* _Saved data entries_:
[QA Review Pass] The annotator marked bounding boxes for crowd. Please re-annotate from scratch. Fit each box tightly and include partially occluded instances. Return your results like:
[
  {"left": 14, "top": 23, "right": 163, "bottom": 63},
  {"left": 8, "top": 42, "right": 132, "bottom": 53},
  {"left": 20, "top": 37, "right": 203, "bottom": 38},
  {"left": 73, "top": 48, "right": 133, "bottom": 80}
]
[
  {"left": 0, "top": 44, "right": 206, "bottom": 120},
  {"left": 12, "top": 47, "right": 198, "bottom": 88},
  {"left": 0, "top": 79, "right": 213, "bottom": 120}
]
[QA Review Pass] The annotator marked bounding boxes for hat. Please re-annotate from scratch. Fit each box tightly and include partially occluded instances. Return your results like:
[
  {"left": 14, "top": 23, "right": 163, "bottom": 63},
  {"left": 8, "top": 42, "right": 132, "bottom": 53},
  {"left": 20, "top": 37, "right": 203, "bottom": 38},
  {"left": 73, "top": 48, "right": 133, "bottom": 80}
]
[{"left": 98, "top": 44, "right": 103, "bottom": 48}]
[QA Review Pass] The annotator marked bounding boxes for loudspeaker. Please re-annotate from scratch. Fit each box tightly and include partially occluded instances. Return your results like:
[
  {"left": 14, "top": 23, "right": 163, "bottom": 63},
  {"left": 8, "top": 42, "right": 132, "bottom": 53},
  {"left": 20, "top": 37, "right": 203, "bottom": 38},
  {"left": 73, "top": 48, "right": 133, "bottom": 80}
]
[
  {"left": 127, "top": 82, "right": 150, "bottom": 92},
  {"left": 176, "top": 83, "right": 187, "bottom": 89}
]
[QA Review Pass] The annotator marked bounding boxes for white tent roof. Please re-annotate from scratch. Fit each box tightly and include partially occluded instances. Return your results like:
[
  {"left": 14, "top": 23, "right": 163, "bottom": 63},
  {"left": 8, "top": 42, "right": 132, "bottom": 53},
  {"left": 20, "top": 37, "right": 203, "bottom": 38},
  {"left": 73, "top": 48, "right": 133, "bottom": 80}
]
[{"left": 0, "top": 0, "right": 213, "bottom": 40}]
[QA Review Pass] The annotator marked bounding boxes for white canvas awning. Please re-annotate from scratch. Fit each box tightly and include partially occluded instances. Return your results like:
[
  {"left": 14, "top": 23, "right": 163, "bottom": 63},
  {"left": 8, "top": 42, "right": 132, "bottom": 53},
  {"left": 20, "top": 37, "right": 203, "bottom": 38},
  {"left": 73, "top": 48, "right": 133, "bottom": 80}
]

* _Short problem_: Please turn the items above into a Markdown table with two columns, Row and Line, giving each non-blank line its own numbered row.

* _Correct output_:
| Row | Line |
|---|---|
| 1 | [QA Review Pass] The annotator marked bounding boxes for crowd. Please re-annotate from scratch. Fit each box tightly and include partially occluded instances. Return your results like: |
| 2 | [ |
| 3 |   {"left": 14, "top": 23, "right": 163, "bottom": 63}, |
| 4 |   {"left": 8, "top": 42, "right": 132, "bottom": 53}, |
| 5 |   {"left": 20, "top": 37, "right": 203, "bottom": 38}, |
| 6 |   {"left": 73, "top": 48, "right": 133, "bottom": 80} |
| 7 | ] |
| 8 | [ |
| 9 |   {"left": 0, "top": 44, "right": 206, "bottom": 120}, |
| 10 |   {"left": 12, "top": 47, "right": 198, "bottom": 88}, |
| 11 |   {"left": 0, "top": 79, "right": 213, "bottom": 120} |
| 12 | ] |
| 13 | [QA Review Pass] The annotator marked bounding boxes for hat. Please re-annotate from scratch. Fit each box tightly and include partially occluded instances. Return your results like: |
| 14 | [ |
| 15 |   {"left": 14, "top": 23, "right": 163, "bottom": 63}, |
| 16 |   {"left": 8, "top": 42, "right": 132, "bottom": 53}, |
| 17 |   {"left": 20, "top": 37, "right": 203, "bottom": 38}, |
| 18 |   {"left": 73, "top": 48, "right": 133, "bottom": 80} |
| 19 | ] |
| 20 | [{"left": 98, "top": 44, "right": 103, "bottom": 48}] |
| 21 | [QA Review Pass] The annotator marked bounding boxes for loudspeaker. Please re-annotate from scratch. Fit each box tightly and include partially occluded instances. Return your results like: |
| 22 | [ |
| 23 |   {"left": 14, "top": 23, "right": 163, "bottom": 63}, |
| 24 |   {"left": 8, "top": 42, "right": 132, "bottom": 53}, |
| 25 |   {"left": 20, "top": 37, "right": 203, "bottom": 38}, |
| 26 |   {"left": 73, "top": 48, "right": 133, "bottom": 80} |
| 27 | ] |
| 28 | [ |
| 29 |   {"left": 127, "top": 82, "right": 150, "bottom": 92}, |
| 30 |   {"left": 176, "top": 83, "right": 187, "bottom": 89} |
| 31 | ] |
| 32 | [QA Review Pass] The annotator marked bounding boxes for white tent roof. Please re-annotate from scratch. Fit each box tightly and include partially occluded instances. Return your results like: |
| 33 | [ |
| 34 |   {"left": 14, "top": 23, "right": 163, "bottom": 63}, |
| 35 |   {"left": 8, "top": 42, "right": 132, "bottom": 53}, |
| 36 |   {"left": 20, "top": 37, "right": 203, "bottom": 38}, |
| 37 |   {"left": 73, "top": 48, "right": 133, "bottom": 80} |
| 38 | ] |
| 39 | [{"left": 0, "top": 0, "right": 213, "bottom": 40}] |
| 40 | [QA Review Pass] The annotator marked bounding boxes for white canvas awning. Please re-annotate from scratch. Fit each box tightly and include partially occluded instances. Return your results like: |
| 41 | [ |
| 42 |   {"left": 14, "top": 23, "right": 163, "bottom": 63}, |
| 43 |   {"left": 8, "top": 42, "right": 132, "bottom": 53}, |
| 44 |   {"left": 20, "top": 37, "right": 203, "bottom": 38}, |
| 45 |   {"left": 73, "top": 48, "right": 133, "bottom": 80} |
| 46 | ] |